— CONSIGNE —
Recopiez mot pour mot l'intégralité du texte sur Henri Bergson.

Henri Bergson, né en 1859 à Paris, fut un élève
aussi brillant en sciences qu'en lettres. Fort doué pour les mathématiques,
il s'engagea, néanmoins, dans la section « Lettres » de l'Ecole
normale supérieure, où il entra, en 1878, dans la même promotion
que Jean Jaurès .
Agrégé de philosophie en 1881, il soutient ses deux thèses
de doctorat en 1889. Sa thèse principale (soutenue le 27/12/1889) était
intitulée : "Essai sur les données immédiates de la
conscience ".
Bergson poursuit ainsi une carrière exemplaire qui le conduit à
un poste de maître de conférences à l'Ecole normale supérieure,
puis à une chaire au Collège de France ( 1900). Il exercera, par
ses cours du Collège, un prodigieux effet de fascination : Péguy,
Maritain et bien d'autres, viennent en ce haut lieu de l'esprit.
Bergson, qui a publié Matière et mémoire (1896), Le
rire (1899), L'évolution créatrice (1907), L'énergie spirituelle
(1919), obtient le prix Nobel de littérature en 1928. En 1932, il publie
Les deux sources de la morale et de la religion.

— DONNÉES FOURNIES —
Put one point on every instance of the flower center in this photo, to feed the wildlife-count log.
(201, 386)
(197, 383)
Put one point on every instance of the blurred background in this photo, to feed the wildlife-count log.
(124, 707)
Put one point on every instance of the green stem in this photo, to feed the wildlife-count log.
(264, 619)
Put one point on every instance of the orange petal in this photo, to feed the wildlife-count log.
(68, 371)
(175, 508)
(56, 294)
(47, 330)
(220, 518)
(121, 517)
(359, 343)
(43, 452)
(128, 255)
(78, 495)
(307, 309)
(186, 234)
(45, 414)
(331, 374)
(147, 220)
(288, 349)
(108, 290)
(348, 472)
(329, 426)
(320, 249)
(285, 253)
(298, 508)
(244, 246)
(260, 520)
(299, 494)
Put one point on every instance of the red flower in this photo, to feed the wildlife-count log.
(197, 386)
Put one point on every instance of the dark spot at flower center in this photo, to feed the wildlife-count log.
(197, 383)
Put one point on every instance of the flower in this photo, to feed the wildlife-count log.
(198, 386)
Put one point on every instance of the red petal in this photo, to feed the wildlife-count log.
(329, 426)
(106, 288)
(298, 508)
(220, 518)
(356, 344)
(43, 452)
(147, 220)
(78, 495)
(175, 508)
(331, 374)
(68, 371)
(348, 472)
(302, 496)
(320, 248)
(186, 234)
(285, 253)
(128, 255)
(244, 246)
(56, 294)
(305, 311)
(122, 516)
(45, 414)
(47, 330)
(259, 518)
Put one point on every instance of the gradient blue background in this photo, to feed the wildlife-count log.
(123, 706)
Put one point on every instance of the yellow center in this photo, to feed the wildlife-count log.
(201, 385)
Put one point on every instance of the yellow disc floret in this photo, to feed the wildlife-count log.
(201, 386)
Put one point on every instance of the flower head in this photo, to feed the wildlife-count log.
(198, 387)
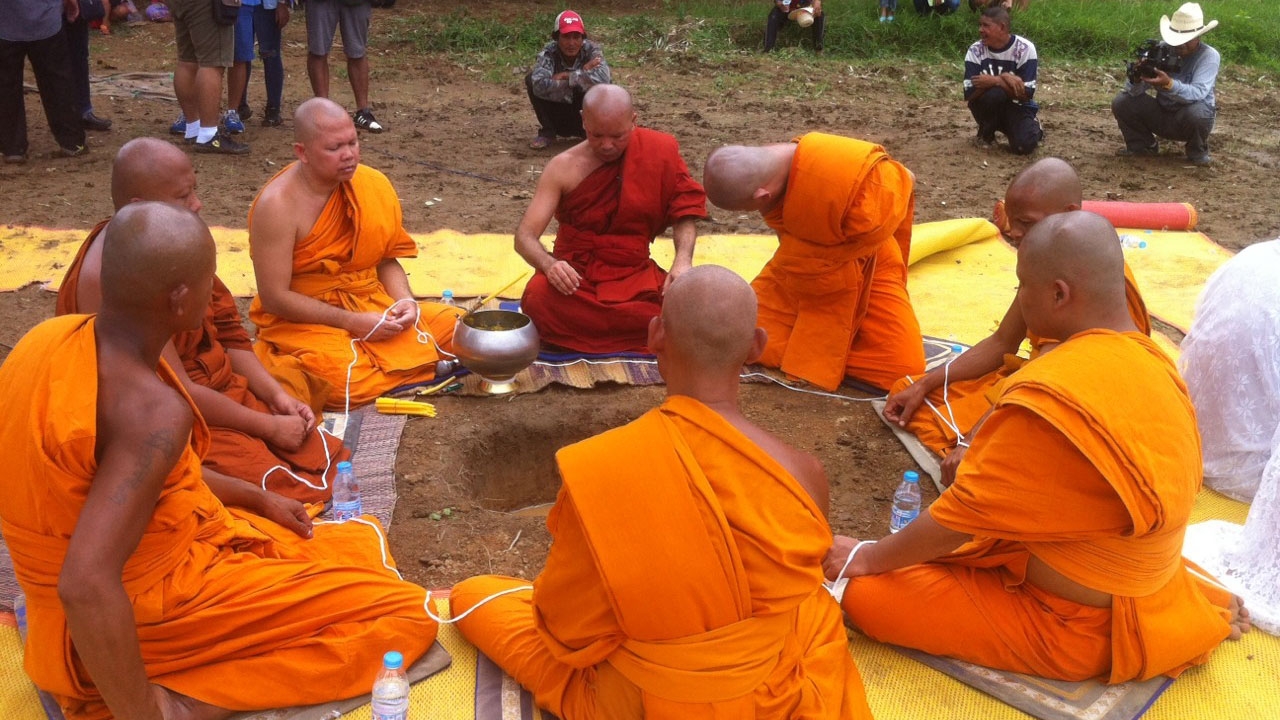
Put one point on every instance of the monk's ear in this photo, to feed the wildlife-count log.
(1061, 292)
(178, 297)
(758, 342)
(760, 197)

— CORRIGÉ —
Henri Bergson, né en 1859 à Paris, fut un élève
aussi brillant en sciences qu'en lettres. Fort doué pour les mathématiques,
il s'engagea, néanmoins, dans la section « Lettres » de l'Ecole
normale supérieure, où il entra, en 1878, dans la même promotion
que Jean Jaurès .
Agrégé de philosophie en 1881, il soutient ses deux thèses
de doctorat en 1889. Sa thèse principale (soutenue le 27/12/1889) était
intitulée : "Essai sur les données immédiates de la
conscience ".
Bergson poursuit ainsi une carrière exemplaire qui le conduit à
un poste de maître de conférences à l'Ecole normale supérieure,
puis à une chaire au Collège de France ( 1900). Il exercera, par
ses cours du Collège, un prodigieux effet de fascination : Péguy,
Maritain et bien d'autres, viennent en ce haut lieu de l'esprit.
Bergson, qui a publié Matière et mémoire (1896), Le
rire (1899), L'évolution créatrice (1907), L'énergie spirituelle
(1919), obtient le prix Nobel de littérature en 1928. En 1932, il publie
Les deux sources de la morale et de la religion.